Please set down the records below exactly as they appear, starting with the line that contains "Where can the small" and ending with the line that contains "pixel 204 82", both included, and nothing else.

● ● ● ● ●

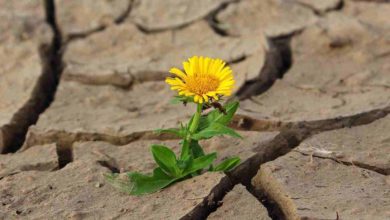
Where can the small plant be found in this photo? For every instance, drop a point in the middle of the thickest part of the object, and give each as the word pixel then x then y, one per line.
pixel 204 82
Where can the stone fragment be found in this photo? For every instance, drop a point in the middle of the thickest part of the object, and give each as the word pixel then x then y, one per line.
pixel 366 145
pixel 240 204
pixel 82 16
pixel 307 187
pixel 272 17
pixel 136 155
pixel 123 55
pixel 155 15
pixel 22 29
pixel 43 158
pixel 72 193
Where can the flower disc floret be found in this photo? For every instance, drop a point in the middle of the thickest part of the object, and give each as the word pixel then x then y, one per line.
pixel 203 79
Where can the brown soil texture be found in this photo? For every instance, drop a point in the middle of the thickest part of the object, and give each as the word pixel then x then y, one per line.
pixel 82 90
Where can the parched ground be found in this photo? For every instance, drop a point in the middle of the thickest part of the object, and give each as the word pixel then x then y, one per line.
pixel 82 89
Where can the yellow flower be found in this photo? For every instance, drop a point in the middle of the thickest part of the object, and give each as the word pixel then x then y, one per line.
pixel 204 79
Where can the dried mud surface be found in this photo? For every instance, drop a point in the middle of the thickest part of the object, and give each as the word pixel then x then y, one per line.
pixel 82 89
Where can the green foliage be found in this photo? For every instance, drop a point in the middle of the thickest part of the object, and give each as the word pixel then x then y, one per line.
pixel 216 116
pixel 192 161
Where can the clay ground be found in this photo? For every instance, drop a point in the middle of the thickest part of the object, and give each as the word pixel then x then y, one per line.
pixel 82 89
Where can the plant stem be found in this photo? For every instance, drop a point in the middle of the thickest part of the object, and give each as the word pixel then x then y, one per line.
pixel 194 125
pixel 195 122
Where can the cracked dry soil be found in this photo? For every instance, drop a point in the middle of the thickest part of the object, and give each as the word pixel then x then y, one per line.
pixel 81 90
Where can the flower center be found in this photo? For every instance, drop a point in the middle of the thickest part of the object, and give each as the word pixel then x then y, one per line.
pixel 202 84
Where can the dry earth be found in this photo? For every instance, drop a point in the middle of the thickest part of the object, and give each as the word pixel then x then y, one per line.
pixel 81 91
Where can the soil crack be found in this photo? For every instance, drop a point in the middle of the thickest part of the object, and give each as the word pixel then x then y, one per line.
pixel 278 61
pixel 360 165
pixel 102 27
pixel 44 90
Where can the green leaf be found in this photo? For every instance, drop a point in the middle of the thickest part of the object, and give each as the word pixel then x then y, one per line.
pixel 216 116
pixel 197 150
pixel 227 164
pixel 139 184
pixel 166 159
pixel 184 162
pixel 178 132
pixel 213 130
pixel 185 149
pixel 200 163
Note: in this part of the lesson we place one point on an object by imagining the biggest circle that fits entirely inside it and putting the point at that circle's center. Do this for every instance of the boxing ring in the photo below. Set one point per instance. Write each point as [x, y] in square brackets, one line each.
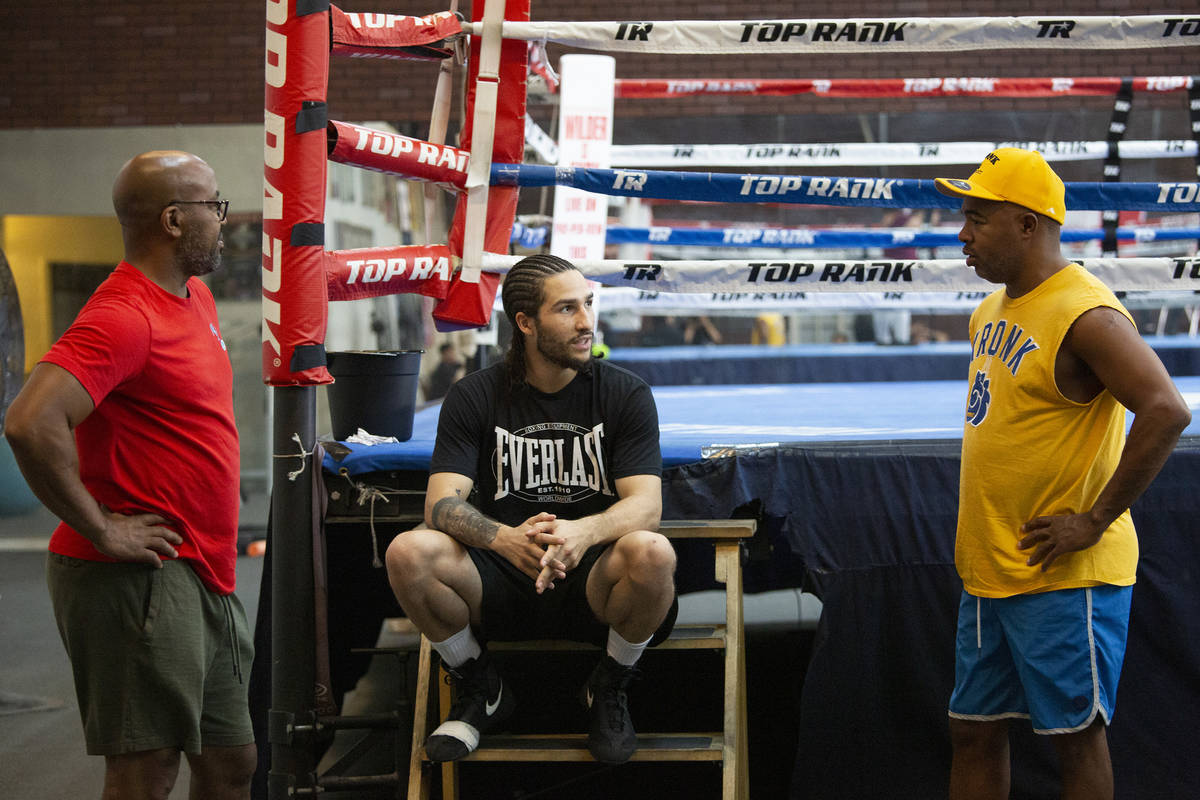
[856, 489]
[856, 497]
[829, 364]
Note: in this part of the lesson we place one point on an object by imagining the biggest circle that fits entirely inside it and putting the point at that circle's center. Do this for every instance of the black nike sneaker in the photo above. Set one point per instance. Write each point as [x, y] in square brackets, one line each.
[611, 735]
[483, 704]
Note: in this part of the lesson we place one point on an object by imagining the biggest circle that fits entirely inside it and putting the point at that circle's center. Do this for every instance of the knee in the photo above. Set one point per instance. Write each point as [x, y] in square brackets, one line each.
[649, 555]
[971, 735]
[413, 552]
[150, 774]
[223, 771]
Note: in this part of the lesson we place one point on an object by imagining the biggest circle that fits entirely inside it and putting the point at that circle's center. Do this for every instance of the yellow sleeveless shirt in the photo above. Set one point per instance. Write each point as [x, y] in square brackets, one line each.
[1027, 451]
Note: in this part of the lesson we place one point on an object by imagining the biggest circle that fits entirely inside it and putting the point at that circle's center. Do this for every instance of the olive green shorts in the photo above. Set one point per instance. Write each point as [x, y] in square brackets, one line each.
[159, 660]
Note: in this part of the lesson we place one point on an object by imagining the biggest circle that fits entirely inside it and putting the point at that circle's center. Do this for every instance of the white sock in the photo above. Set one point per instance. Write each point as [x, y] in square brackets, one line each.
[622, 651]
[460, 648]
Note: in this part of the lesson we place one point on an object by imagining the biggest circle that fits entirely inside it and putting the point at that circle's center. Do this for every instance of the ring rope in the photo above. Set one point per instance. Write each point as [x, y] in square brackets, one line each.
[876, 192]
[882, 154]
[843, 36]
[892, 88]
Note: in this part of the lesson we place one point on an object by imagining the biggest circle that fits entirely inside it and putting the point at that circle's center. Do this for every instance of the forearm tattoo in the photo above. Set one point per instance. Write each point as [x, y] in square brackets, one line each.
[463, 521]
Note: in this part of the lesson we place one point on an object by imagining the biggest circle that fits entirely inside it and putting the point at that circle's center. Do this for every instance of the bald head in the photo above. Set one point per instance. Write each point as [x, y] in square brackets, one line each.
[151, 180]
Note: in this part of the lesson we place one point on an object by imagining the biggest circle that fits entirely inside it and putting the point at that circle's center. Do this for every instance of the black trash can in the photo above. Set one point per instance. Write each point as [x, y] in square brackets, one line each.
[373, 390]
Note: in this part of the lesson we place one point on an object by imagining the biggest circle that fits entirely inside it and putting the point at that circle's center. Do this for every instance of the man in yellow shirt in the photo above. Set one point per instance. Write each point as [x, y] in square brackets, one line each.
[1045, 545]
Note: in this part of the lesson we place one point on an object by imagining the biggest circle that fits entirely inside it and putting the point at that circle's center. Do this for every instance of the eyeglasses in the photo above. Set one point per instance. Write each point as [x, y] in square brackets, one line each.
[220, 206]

● ● ● ● ●

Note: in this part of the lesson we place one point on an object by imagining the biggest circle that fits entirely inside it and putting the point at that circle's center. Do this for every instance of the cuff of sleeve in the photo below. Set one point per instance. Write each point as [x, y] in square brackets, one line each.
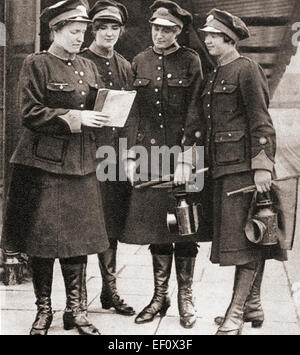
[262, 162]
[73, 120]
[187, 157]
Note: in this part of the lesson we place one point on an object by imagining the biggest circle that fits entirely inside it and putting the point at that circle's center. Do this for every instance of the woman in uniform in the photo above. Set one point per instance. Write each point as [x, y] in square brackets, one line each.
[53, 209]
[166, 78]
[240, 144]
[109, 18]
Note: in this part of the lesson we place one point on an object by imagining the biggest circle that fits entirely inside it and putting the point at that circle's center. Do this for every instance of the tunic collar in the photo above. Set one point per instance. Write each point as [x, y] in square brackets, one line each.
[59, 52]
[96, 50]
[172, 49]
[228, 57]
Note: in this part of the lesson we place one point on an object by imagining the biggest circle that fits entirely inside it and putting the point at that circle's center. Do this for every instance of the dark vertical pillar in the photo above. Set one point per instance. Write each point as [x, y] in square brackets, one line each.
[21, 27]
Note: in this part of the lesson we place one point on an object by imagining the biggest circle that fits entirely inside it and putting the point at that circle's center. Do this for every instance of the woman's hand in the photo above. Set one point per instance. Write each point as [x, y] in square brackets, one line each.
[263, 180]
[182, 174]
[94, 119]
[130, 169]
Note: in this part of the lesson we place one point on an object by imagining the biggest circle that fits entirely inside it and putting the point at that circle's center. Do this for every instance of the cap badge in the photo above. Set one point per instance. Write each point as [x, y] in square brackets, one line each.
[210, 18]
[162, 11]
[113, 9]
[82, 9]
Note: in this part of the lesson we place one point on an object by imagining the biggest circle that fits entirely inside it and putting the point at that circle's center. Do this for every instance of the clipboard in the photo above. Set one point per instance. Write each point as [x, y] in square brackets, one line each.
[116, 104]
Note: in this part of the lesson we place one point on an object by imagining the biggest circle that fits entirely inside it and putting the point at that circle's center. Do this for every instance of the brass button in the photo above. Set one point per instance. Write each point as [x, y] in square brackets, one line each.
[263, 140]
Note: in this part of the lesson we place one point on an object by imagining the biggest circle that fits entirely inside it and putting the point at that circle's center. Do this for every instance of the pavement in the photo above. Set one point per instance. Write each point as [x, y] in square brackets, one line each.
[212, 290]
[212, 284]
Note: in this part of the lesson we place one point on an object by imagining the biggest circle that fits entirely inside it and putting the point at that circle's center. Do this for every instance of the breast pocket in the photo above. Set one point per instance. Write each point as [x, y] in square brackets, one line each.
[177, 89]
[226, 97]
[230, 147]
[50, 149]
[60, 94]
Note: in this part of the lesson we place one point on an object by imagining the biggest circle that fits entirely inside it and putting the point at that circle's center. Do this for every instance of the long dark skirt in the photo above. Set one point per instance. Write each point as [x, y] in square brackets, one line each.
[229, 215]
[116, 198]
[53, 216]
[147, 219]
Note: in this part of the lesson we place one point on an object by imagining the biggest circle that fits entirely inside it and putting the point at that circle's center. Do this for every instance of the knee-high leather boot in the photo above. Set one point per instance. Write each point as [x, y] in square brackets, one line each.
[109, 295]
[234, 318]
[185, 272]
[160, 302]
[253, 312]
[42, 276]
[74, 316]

● ● ● ● ●

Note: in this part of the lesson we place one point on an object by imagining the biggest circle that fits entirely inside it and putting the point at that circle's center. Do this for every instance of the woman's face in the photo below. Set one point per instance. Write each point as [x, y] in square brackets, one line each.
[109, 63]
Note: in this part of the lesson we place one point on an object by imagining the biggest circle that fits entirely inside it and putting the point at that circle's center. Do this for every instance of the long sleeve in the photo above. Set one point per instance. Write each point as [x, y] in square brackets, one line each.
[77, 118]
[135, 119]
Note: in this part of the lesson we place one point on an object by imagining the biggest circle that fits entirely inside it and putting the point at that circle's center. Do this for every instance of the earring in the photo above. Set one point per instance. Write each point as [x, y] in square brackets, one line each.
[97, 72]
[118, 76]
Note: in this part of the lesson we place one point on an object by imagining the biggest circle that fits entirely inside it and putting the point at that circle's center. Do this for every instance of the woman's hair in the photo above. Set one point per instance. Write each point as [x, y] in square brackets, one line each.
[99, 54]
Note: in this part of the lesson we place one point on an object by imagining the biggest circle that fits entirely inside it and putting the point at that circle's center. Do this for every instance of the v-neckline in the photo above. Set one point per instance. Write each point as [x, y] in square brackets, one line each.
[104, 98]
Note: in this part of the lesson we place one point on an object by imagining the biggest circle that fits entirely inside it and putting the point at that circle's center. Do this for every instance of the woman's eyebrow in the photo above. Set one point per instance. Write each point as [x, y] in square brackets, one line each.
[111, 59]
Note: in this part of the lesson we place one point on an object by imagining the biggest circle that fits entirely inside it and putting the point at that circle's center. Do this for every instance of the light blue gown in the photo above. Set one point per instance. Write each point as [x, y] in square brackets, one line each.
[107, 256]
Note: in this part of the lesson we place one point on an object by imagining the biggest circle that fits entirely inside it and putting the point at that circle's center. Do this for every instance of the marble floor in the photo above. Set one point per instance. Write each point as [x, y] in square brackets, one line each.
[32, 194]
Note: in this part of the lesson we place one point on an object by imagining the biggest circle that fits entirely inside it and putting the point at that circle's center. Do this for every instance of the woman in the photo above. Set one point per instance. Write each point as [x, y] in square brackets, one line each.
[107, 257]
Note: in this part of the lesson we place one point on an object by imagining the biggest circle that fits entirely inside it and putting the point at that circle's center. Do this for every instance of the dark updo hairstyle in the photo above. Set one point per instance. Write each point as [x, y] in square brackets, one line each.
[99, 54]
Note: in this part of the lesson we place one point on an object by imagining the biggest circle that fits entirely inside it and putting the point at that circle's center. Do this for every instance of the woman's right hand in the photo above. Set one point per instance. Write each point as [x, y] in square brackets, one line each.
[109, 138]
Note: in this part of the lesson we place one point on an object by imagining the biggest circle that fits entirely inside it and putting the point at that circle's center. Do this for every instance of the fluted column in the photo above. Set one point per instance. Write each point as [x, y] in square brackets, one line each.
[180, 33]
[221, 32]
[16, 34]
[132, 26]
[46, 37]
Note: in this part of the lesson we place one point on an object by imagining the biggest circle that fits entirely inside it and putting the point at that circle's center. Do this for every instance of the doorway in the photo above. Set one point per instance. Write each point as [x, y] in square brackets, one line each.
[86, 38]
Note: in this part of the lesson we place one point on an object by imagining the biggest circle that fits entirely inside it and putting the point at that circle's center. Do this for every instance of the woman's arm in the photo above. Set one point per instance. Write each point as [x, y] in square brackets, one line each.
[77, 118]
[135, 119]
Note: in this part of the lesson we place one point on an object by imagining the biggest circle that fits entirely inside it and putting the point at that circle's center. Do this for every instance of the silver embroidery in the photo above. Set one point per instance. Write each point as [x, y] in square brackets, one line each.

● ● ● ● ●

**SOLUTION**
Where can the small plant be found in this photo? For every instance, drop a point in the middle of the thickest part of the object, and give each as the word pixel then x then y, one per line.
pixel 204 82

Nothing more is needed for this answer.